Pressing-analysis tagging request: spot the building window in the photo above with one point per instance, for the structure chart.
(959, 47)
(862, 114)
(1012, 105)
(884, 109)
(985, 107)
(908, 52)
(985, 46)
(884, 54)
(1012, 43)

------------------------------------------------------------------------

◆ **What the task requires**:
The material above should be returned exactly, in full.

◆ **Exercise answer**:
Pressing-analysis tagging request: spot the building window in the photo above with one point per instance, for the structure chart.
(959, 47)
(862, 114)
(1012, 105)
(884, 109)
(985, 107)
(908, 52)
(985, 46)
(884, 54)
(1012, 43)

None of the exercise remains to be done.